Please print every line of the listing, unchanged.
+ + +
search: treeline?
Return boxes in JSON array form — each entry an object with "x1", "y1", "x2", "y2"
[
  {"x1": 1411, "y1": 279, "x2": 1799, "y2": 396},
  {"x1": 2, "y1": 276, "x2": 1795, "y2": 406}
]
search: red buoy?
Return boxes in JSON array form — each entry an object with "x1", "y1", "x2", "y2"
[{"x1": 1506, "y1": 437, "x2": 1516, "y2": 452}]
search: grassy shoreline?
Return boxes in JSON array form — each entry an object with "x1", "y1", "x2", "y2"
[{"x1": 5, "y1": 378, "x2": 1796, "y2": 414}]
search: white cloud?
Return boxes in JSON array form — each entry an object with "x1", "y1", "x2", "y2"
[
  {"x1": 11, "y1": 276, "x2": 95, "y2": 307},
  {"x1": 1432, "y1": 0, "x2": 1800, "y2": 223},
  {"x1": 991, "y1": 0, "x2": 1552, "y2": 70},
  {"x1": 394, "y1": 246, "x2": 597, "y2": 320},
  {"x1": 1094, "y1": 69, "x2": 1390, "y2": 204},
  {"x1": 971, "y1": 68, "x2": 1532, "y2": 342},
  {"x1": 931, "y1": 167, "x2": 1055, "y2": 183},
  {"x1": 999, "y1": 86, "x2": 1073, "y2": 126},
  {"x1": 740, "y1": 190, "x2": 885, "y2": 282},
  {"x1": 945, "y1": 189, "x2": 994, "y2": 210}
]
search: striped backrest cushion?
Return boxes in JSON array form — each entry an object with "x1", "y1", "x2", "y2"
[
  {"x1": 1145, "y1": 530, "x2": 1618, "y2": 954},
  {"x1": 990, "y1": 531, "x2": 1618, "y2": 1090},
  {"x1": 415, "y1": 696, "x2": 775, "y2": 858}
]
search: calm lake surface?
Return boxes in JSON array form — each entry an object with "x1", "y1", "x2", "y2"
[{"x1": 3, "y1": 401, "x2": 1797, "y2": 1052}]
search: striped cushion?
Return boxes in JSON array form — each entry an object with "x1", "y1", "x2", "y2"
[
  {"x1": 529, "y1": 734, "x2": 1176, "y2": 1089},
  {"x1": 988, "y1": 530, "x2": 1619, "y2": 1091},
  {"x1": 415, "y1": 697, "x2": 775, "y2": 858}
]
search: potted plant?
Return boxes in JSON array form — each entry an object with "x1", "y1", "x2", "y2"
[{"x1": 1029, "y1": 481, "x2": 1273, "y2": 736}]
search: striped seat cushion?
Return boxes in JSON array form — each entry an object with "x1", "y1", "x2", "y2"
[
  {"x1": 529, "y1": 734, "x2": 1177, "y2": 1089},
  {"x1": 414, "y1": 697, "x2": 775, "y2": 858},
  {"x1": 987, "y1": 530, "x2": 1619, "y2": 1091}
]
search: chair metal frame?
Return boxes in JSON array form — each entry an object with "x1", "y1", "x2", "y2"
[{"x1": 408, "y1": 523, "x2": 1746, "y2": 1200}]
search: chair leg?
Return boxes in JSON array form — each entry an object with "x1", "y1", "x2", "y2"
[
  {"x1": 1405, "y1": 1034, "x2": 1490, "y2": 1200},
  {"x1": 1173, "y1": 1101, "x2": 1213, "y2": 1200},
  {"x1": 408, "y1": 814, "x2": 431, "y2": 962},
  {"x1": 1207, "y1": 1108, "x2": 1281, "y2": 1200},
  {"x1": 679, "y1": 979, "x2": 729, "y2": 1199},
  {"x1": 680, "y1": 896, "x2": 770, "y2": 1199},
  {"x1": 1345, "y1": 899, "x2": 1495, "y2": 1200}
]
+ + +
◆ **Answer for this exercise**
search: treeline?
Return boxes in JSON array form — each entry an object with "x1", "y1", "x2", "y2"
[
  {"x1": 1411, "y1": 279, "x2": 1799, "y2": 396},
  {"x1": 2, "y1": 276, "x2": 1795, "y2": 406}
]
search: red buoy?
Return boxes in JSON array form — each entry an object with "x1", "y1", "x2", "y2"
[{"x1": 1506, "y1": 437, "x2": 1516, "y2": 452}]
search: grassy shoreline?
Return boxes in JSON array form — each entry an object with "x1", "y1", "x2", "y2"
[{"x1": 5, "y1": 378, "x2": 1796, "y2": 414}]
search: white cloud?
Return boxes in JSON array form — each entry an object with "x1", "y1", "x2", "y2"
[
  {"x1": 11, "y1": 276, "x2": 95, "y2": 307},
  {"x1": 1432, "y1": 0, "x2": 1800, "y2": 223},
  {"x1": 991, "y1": 0, "x2": 1552, "y2": 70},
  {"x1": 394, "y1": 246, "x2": 597, "y2": 320},
  {"x1": 1094, "y1": 69, "x2": 1390, "y2": 204},
  {"x1": 971, "y1": 68, "x2": 1532, "y2": 342},
  {"x1": 931, "y1": 167, "x2": 1055, "y2": 183},
  {"x1": 999, "y1": 86, "x2": 1073, "y2": 126},
  {"x1": 740, "y1": 190, "x2": 885, "y2": 282},
  {"x1": 945, "y1": 189, "x2": 994, "y2": 210}
]
search: striped backrest cushion?
Return boxes in JSON array form — each entry an object with "x1", "y1", "x2", "y2"
[
  {"x1": 1145, "y1": 530, "x2": 1618, "y2": 954},
  {"x1": 990, "y1": 531, "x2": 1618, "y2": 1090},
  {"x1": 415, "y1": 696, "x2": 775, "y2": 858}
]
search: calm lake surface?
Return boxes in JSON array form — each entry an object with "x1", "y1", "x2", "y2"
[{"x1": 3, "y1": 401, "x2": 1797, "y2": 1052}]
search: striped cushion?
Return boxes in JSON array form — each entry an object with "x1", "y1", "x2", "y2"
[
  {"x1": 529, "y1": 734, "x2": 1176, "y2": 1089},
  {"x1": 988, "y1": 530, "x2": 1619, "y2": 1091},
  {"x1": 415, "y1": 697, "x2": 775, "y2": 858}
]
search: potted plant?
Return boxes in JSON array form — each entry an object with "x1", "y1", "x2", "y2"
[{"x1": 1029, "y1": 481, "x2": 1273, "y2": 736}]
search: striped seat cushion?
Return boxes in JSON array form — each entry an object with "x1", "y1", "x2", "y2"
[
  {"x1": 529, "y1": 734, "x2": 1177, "y2": 1089},
  {"x1": 414, "y1": 697, "x2": 775, "y2": 858},
  {"x1": 987, "y1": 530, "x2": 1619, "y2": 1091}
]
search: chair metal frame?
Return boxes in JSON array form — each entry an object with "x1", "y1", "x2", "y2"
[{"x1": 408, "y1": 523, "x2": 1746, "y2": 1200}]
search: chair leg?
Return boxes in JSON array form — each entry an object with "x1", "y1", "x2", "y2"
[
  {"x1": 1405, "y1": 1034, "x2": 1490, "y2": 1200},
  {"x1": 1173, "y1": 1101, "x2": 1213, "y2": 1200},
  {"x1": 408, "y1": 814, "x2": 431, "y2": 962},
  {"x1": 1207, "y1": 1108, "x2": 1281, "y2": 1200},
  {"x1": 679, "y1": 979, "x2": 729, "y2": 1199},
  {"x1": 680, "y1": 896, "x2": 770, "y2": 1199},
  {"x1": 1345, "y1": 899, "x2": 1495, "y2": 1200}
]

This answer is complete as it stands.